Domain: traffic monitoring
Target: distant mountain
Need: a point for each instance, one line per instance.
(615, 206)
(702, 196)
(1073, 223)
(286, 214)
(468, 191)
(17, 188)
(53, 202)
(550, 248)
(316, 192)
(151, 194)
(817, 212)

YOUR OBJECTIVE => Please rewrite all of the material above as a numbered list, leaving out any blank lines.

EXERCISE RESULT =>
1. Domain: traffic monitoring
2. Target: distant mountain
3. Need: a point for each instance, one line per instance.
4. (615, 206)
5. (702, 196)
6. (1073, 223)
7. (286, 214)
8. (468, 191)
9. (17, 188)
10. (53, 202)
11. (550, 248)
12. (316, 192)
13. (151, 194)
14. (817, 212)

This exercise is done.